## Source passage

Lemma 3: The map $\pi_v$ is continuous on $M^v\times \R_{>0}$.

Proof: Every $(Q,s)\in (\pi_v')^{-1}(3)$ has an open ball of radius $\max_{i,j}\{d(\pi_v(Q)_i,\pi_v(Q)_j)\}/2-s$ around it that is still contained within $(\pi_v')^{-1}(3)$. Similarly, every $(Q,s)\in (\pi_v')^{-1}(2a)$ has an open ball of radius $$\min\left\{\frac12\text{diam}\left(\bigcap_{i=1}^{|v|}B(\pi_v(Q)_i,s)\right),\max_{i,j}\{d(\pi_v(Q)_i,\pi_v(Q)_j)\}\right\} \hspace{2cm} (1)$$ around it that is still contained within $(\pi_v')^{-1}(2a)$. The first expression in the $\min$ makes sure the intersection is non-empty, and the second expression makes sure all elements of $Q$ are not the same.

The set $(\pi_v')^{-1}(1<2a)$ is open by the same argument as for $2a\in A$, enlarging the open ball by removing the second expression in the $\min$ of expression (1). Finally, the set $(\pi_v')^{-1}(2a>2b<3)$ is open by the same argument, now enlarging the ball used for $2a\in A$ by removing the first expression in the $\min$ of expression (1). $\square$

Let $q\colon M^n\to \Ran^{\leqslant n}(M)$ be the natural quotient map, and $\check C\colon \Ran^{\leqslant n}(M)\times \R_{>0}\to SC$ be the Čech simplical complex map. For the next propositions, we will use two maps $f$ and $g$ defined as $$\begin{array}{r c l} f\colon M^n\times \R_{>0} & \to & A^{2^n-n-1}, \\ (P,t) & \mapsto & \prod_{v\in T} \pi_v'(P,t), \end{array} \hspace{2cm} \begin{array}{r c l} g\colon \im(f) & \to & SC, \\ f(P,t) & \mapsto & \check C(q(P),t).\end{array}$$ The map $g$ is well-defined because $a\in A^{2^n-n-1}$ with non-empty preimage in $M^n\times \R_{>0}$ specifies whether or not every $k$-tuple of points has a simplex spanning it, for all $k=2,\dots,n$. This defines a unique simplicial complex, so choosing any $(P,t)\in f^{-1}(a)$ will give the same Čech complex, up to renaming of vertices.

Proposition: The map $f\colon M^n\times \R_{>0} \to A^{2^n-n-1}$ is continuous.

## Written exercise 1
Answer these questions from the source passage:
(a) According to the proof, what does the first expression in the min of expression (1) ensure?
(b) What does the second expression in that min ensure?
(c) How is the map q described?
## Written exercise 2
Extract from the source passage, word for word, the stretch from "Let $q\colon M^n\to" through "renaming of vertices.".

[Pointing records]
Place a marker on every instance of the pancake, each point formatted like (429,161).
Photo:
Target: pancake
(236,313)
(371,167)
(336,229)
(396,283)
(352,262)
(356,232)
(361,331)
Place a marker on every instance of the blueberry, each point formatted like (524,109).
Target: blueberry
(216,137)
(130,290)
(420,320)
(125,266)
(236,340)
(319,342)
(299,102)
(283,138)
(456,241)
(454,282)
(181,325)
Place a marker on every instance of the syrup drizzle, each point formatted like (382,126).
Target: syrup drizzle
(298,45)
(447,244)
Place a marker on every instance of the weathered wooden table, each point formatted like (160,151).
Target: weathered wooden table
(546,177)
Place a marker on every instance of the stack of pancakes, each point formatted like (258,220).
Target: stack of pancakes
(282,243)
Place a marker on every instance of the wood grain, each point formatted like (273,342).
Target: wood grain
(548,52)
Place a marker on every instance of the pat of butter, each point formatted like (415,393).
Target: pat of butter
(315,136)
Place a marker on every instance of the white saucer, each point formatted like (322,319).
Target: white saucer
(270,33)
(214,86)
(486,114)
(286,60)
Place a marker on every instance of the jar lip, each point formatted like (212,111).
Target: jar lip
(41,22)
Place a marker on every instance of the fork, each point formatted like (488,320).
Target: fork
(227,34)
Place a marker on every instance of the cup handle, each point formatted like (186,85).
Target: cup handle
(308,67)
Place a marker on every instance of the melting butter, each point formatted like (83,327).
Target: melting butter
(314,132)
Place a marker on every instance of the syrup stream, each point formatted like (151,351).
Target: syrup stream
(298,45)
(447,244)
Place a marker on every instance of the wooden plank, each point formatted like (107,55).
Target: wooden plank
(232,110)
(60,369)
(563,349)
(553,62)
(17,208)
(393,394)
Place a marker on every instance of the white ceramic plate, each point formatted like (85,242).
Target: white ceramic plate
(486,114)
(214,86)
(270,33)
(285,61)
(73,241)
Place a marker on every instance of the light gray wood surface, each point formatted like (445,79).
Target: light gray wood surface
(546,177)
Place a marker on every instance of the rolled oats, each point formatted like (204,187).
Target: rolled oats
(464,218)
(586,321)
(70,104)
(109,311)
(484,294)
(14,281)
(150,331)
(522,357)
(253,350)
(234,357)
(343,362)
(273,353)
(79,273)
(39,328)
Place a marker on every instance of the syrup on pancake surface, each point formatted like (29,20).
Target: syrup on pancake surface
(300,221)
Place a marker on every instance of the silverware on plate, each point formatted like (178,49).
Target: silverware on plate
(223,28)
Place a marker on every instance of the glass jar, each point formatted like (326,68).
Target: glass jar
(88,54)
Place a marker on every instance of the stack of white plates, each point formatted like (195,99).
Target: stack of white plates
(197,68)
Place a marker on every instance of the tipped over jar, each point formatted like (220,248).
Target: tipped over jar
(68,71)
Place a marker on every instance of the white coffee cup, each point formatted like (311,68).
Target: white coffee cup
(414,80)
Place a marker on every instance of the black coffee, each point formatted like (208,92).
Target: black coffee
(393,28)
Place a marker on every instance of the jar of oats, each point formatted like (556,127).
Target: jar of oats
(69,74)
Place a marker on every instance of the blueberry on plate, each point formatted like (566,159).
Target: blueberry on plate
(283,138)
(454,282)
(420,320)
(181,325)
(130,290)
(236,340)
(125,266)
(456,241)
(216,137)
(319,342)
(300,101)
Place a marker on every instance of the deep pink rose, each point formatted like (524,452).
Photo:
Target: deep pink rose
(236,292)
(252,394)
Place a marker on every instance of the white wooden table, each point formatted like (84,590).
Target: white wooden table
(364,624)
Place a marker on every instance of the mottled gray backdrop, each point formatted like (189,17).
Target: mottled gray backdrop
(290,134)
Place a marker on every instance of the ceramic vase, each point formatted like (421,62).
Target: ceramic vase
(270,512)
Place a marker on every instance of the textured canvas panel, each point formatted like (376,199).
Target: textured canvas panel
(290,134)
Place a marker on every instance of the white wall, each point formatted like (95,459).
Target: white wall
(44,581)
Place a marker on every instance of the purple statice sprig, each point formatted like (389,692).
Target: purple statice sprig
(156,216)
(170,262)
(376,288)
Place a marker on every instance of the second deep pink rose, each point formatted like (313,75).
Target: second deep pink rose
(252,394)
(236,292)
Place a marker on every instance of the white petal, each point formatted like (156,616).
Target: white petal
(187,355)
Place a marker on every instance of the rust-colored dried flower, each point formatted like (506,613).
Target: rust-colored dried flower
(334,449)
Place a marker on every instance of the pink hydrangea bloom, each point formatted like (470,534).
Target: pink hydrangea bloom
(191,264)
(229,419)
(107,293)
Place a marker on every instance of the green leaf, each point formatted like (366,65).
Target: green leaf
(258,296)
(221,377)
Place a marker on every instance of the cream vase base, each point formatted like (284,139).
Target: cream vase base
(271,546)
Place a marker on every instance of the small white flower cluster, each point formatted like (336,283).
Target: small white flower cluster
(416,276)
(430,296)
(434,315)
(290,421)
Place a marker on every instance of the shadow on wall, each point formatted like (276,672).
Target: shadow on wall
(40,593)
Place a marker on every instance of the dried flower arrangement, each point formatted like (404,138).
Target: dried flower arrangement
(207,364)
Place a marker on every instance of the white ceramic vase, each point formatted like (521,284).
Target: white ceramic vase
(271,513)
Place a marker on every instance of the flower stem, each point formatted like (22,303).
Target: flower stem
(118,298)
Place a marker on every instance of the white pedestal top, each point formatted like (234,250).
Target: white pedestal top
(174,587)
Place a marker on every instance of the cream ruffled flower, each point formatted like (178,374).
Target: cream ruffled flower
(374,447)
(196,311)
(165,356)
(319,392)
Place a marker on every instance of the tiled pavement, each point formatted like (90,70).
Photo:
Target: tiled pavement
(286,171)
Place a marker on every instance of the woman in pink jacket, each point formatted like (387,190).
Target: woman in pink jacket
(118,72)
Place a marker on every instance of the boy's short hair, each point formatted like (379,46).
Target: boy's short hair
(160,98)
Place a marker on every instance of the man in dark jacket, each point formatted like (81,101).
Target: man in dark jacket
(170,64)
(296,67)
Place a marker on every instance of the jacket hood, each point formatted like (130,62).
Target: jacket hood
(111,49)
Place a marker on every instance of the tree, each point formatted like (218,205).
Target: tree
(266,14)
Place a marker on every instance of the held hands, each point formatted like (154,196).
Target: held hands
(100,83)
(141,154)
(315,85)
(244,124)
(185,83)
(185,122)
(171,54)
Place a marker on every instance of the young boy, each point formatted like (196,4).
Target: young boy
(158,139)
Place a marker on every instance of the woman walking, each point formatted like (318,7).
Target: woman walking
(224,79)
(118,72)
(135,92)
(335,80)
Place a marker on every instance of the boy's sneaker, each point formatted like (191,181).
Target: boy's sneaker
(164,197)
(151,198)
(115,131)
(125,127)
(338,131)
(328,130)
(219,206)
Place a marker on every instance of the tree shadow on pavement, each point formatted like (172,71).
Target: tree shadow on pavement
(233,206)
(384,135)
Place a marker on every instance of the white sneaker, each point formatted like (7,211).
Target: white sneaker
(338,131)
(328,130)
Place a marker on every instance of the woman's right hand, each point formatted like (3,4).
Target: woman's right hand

## Response 1
(a) It ensures that the intersection is non-empty.
(b) It ensures that the elements of Q are not all the same.
(c) It is described as the natural quotient map.

## Response 2
Let $q\colon M^n\to \Ran^{\leqslant n}(M)$ be the natural quotient map, and $\check C\colon \Ran^{\leqslant n}(M)\times \R_{>0}\to SC$ be the Čech simplical complex map. For the next propositions, we will use two maps $f$ and $g$ defined as $$\begin{array}{r c l} f\colon M^n\times \R_{>0} & \to & A^{2^n-n-1}, \\ (P,t) & \mapsto & \prod_{v\in T} \pi_v'(P,t), \end{array} \hspace{2cm} \begin{array}{r c l} g\colon \im(f) & \to & SC, \\ f(P,t) & \mapsto & \check C(q(P),t).\end{array}$$ The map $g$ is well-defined because $a\in A^{2^n-n-1}$ with non-empty preimage in $M^n\times \R_{>0}$ specifies whether or not every $k$-tuple of points has a simplex spanning it, for all $k=2,\dots,n$. This defines a unique simplicial complex, so choosing any $(P,t)\in f^{-1}(a)$ will give the same Čech complex, up to renaming of vertices.